START Stored rows

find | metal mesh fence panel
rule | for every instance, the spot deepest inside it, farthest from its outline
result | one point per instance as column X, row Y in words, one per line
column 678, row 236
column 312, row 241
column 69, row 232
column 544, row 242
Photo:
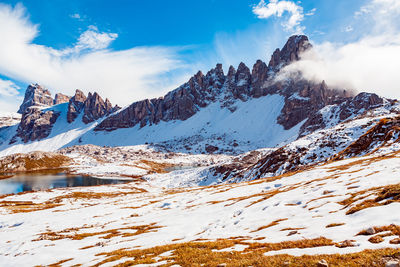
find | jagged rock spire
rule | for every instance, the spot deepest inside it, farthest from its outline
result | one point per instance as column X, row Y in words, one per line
column 35, row 95
column 291, row 51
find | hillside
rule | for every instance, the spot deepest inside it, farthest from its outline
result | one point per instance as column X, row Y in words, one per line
column 235, row 169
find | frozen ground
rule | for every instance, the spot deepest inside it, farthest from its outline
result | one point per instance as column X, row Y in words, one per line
column 38, row 228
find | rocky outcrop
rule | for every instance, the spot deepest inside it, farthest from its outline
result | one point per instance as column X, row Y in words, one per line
column 304, row 98
column 75, row 105
column 347, row 108
column 291, row 52
column 95, row 108
column 363, row 101
column 92, row 106
column 35, row 95
column 179, row 104
column 61, row 98
column 33, row 161
column 35, row 124
column 242, row 84
column 9, row 119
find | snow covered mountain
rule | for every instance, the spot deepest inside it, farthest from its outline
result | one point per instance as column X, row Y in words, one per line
column 228, row 169
column 212, row 113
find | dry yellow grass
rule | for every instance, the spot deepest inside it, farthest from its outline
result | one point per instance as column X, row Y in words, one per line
column 207, row 254
column 276, row 222
column 29, row 206
column 33, row 162
column 72, row 233
column 384, row 195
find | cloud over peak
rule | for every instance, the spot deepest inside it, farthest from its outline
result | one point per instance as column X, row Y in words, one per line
column 278, row 8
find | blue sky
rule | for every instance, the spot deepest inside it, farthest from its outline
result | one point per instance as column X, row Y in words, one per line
column 129, row 50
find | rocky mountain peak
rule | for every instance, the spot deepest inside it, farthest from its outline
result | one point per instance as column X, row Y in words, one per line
column 75, row 105
column 290, row 52
column 35, row 95
column 95, row 108
column 259, row 75
column 231, row 72
column 61, row 98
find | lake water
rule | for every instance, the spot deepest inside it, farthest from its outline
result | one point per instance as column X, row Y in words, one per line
column 40, row 181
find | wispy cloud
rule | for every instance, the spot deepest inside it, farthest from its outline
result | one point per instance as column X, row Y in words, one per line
column 123, row 76
column 8, row 88
column 278, row 8
column 93, row 39
column 370, row 63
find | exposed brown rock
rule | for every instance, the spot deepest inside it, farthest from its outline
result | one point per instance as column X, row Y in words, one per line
column 304, row 98
column 211, row 149
column 33, row 161
column 179, row 104
column 95, row 108
column 35, row 95
column 35, row 124
column 259, row 77
column 61, row 98
column 290, row 52
column 75, row 105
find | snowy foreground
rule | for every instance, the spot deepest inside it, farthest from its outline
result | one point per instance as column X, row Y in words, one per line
column 321, row 209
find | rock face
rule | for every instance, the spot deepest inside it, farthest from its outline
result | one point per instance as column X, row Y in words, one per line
column 33, row 161
column 302, row 97
column 93, row 107
column 61, row 98
column 35, row 95
column 75, row 105
column 290, row 52
column 35, row 124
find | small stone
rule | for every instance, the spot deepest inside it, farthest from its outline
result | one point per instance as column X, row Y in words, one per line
column 346, row 243
column 395, row 241
column 370, row 231
column 392, row 263
column 292, row 233
column 322, row 263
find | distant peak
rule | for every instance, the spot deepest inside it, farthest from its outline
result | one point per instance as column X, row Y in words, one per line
column 291, row 51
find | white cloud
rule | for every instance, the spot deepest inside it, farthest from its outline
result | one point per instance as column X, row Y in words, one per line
column 75, row 16
column 370, row 64
column 311, row 12
column 9, row 96
column 348, row 29
column 122, row 76
column 93, row 39
column 8, row 88
column 278, row 8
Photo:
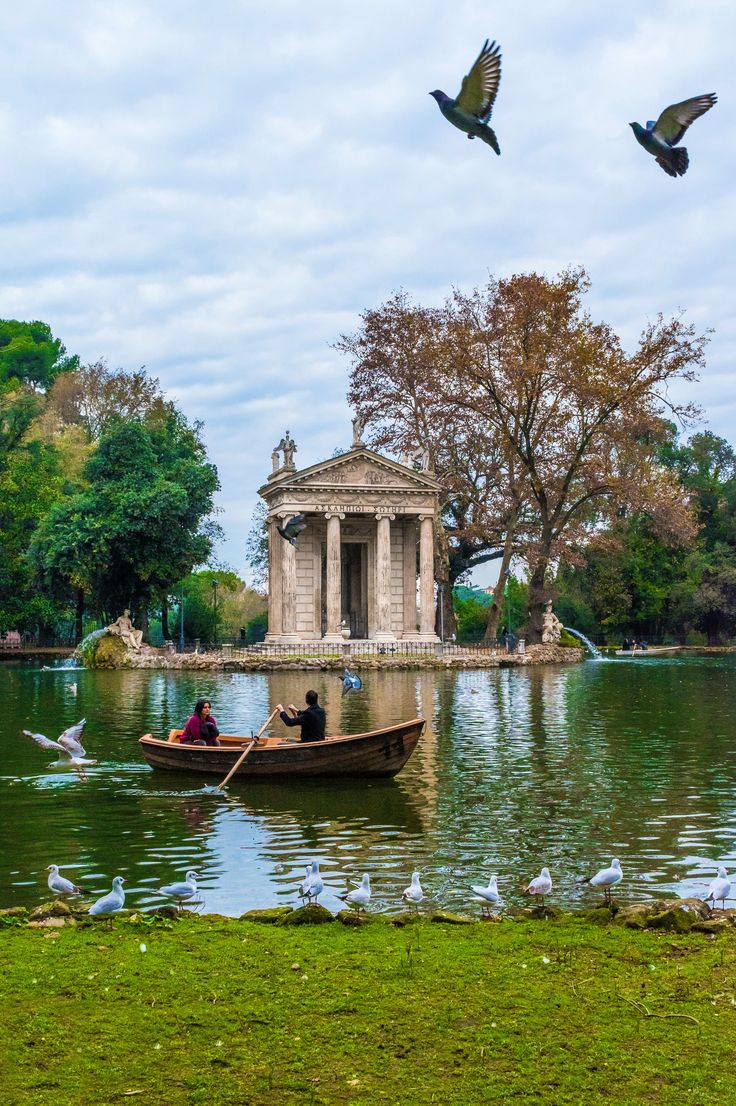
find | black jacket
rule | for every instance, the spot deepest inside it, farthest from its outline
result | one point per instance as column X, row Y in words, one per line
column 312, row 722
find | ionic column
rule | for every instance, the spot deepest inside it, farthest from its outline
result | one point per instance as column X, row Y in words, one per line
column 275, row 582
column 289, row 592
column 410, row 578
column 427, row 580
column 333, row 598
column 383, row 630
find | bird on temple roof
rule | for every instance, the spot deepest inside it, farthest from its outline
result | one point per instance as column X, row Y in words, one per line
column 472, row 108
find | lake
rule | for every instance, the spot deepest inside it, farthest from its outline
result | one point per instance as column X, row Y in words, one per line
column 518, row 768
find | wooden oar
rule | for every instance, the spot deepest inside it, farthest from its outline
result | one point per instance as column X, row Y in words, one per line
column 251, row 745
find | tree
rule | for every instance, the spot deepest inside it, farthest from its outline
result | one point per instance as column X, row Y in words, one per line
column 30, row 354
column 583, row 418
column 143, row 522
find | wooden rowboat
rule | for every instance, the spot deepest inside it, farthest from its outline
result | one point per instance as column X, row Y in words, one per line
column 377, row 753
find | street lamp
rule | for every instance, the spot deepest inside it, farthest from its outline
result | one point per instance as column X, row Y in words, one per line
column 215, row 586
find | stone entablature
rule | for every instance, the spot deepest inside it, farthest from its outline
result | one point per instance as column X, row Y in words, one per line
column 360, row 573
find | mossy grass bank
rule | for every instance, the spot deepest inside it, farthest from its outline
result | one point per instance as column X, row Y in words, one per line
column 221, row 1011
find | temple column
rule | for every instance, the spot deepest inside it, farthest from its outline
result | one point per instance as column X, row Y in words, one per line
column 275, row 583
column 427, row 580
column 289, row 592
column 333, row 597
column 383, row 630
column 410, row 578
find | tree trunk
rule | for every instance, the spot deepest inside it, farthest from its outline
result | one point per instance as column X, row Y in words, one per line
column 79, row 615
column 537, row 600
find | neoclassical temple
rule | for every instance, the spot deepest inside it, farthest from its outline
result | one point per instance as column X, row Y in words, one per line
column 355, row 563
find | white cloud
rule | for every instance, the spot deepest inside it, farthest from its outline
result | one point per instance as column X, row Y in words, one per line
column 217, row 192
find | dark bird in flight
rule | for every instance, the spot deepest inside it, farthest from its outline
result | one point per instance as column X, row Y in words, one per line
column 475, row 101
column 292, row 529
column 659, row 138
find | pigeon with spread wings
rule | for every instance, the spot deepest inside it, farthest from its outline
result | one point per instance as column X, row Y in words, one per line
column 472, row 108
column 660, row 136
column 69, row 747
column 292, row 529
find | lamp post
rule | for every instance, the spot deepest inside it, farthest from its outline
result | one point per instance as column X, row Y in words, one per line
column 215, row 586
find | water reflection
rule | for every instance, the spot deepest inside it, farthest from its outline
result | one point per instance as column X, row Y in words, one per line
column 565, row 767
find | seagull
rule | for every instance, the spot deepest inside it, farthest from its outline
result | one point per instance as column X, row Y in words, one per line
column 361, row 894
column 311, row 885
column 292, row 529
column 113, row 901
column 475, row 101
column 69, row 747
column 414, row 893
column 719, row 889
column 489, row 895
column 182, row 891
column 541, row 885
column 661, row 136
column 607, row 878
column 60, row 885
column 351, row 682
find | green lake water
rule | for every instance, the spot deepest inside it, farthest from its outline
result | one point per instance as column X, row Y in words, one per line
column 563, row 767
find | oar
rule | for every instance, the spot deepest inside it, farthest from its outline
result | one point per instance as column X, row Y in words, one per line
column 251, row 745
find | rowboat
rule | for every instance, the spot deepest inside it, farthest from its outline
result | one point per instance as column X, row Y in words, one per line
column 376, row 753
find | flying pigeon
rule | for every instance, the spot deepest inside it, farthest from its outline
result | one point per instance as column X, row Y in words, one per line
column 719, row 889
column 659, row 138
column 60, row 885
column 414, row 893
column 182, row 891
column 475, row 101
column 113, row 901
column 607, row 878
column 541, row 885
column 351, row 682
column 489, row 895
column 69, row 747
column 361, row 894
column 292, row 529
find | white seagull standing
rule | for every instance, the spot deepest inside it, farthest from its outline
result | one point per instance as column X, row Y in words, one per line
column 607, row 878
column 69, row 747
column 541, row 885
column 182, row 891
column 113, row 901
column 719, row 889
column 489, row 895
column 414, row 893
column 311, row 885
column 59, row 884
column 361, row 894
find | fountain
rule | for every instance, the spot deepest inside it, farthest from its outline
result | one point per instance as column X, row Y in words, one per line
column 595, row 654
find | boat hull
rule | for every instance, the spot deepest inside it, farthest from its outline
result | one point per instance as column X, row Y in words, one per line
column 377, row 753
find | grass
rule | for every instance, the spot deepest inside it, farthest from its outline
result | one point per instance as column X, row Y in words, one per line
column 218, row 1011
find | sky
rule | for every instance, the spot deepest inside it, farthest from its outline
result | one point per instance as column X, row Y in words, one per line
column 217, row 191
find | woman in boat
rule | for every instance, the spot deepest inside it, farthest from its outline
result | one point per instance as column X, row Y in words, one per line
column 201, row 728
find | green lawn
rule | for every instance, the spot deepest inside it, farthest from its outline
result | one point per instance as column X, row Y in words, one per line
column 220, row 1011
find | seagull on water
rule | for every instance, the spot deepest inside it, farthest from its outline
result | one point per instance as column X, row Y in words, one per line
column 311, row 885
column 351, row 682
column 361, row 894
column 541, row 885
column 719, row 889
column 182, row 891
column 60, row 885
column 113, row 901
column 607, row 878
column 489, row 895
column 414, row 893
column 69, row 747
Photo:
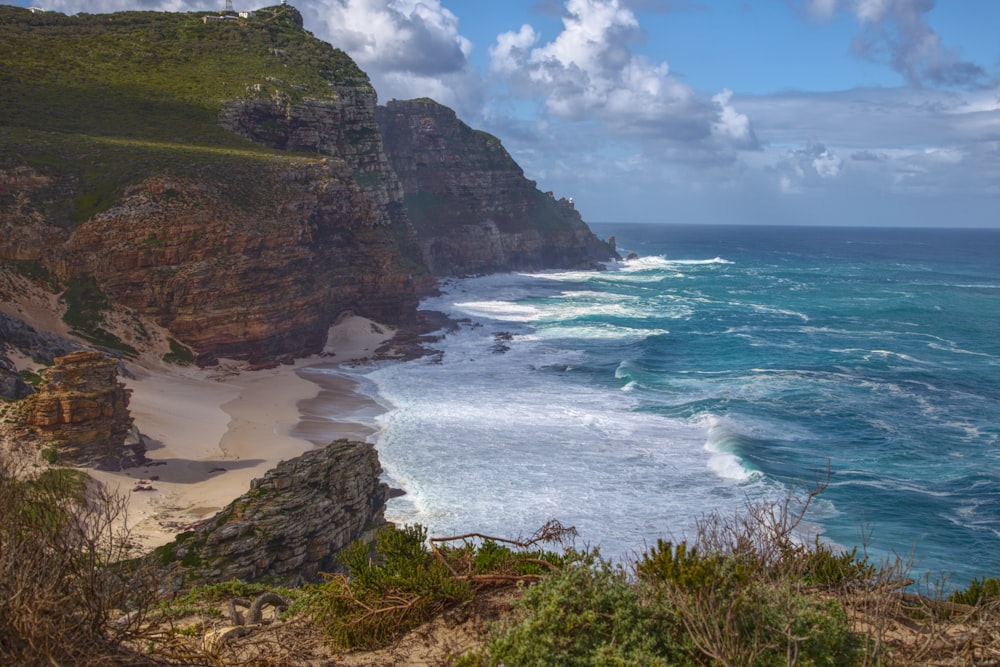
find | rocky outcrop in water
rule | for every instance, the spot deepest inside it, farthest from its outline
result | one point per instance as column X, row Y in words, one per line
column 472, row 207
column 79, row 416
column 289, row 526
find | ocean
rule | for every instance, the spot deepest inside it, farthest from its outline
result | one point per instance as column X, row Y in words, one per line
column 724, row 365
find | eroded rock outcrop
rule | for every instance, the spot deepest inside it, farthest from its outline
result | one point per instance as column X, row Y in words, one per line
column 289, row 526
column 79, row 415
column 256, row 276
column 472, row 207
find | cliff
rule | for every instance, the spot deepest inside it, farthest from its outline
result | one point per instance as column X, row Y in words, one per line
column 289, row 526
column 242, row 206
column 235, row 183
column 79, row 416
column 472, row 207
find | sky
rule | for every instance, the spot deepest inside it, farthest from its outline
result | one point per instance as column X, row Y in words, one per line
column 835, row 112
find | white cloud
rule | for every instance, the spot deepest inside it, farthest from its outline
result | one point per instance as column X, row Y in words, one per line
column 418, row 37
column 590, row 71
column 732, row 125
column 896, row 32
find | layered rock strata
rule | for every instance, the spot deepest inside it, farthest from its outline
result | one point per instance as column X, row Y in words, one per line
column 79, row 415
column 289, row 526
column 255, row 277
column 472, row 207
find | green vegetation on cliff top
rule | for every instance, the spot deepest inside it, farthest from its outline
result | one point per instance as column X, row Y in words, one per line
column 109, row 99
column 157, row 75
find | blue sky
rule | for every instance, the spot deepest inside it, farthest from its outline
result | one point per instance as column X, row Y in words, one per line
column 873, row 112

END Stored rows

Your answer should consist only of the lines from the one with "find | ocean" through the end of the data above, reproduced exactly.

* [Result]:
find | ocean
rule | for every instance, the spot deepest inside it, farthest from its outline
result | one point per instance as column X, row Y in words, one per line
column 724, row 365
find | eroded rock outcrop
rule | for every instance, the spot deepest inside it, farthest from its outline
result | one point per instance as column X, row Y in words, one per line
column 289, row 526
column 79, row 415
column 256, row 276
column 472, row 207
find | cliff
rule | for every instance, the spot deepest inside it, farthest from its outline
result | one point per instance as column X, row Y in words, one per line
column 289, row 526
column 242, row 206
column 235, row 183
column 79, row 416
column 472, row 207
find | sky
rule | for every instance, the spot deepest inside it, farthest from its outline
result | one point per instance as column X, row Y in words, one per line
column 835, row 112
find | white cloud
rule | for every instance, the spot deepest inside it, farthest from its outline
result | one point per instance as column X, row Y in words, one per line
column 418, row 37
column 590, row 71
column 732, row 125
column 896, row 32
find | layered rock strata
rule | for every instance, the spot deepest inside it, farthest from its outline
result | one point per instance as column X, row Y in words, one per line
column 79, row 415
column 289, row 526
column 255, row 277
column 472, row 207
find | green vegetation on cliff top
rule | for every instance, the spot deepest inside it, farthest from its outline
result | one point per instance as column X, row Y in words, one per line
column 109, row 99
column 157, row 75
find | blue sky
rule | for every instance, the spot deepest inside it, farthest from its outline
result | one point per instance as column X, row Y in words, one per line
column 873, row 112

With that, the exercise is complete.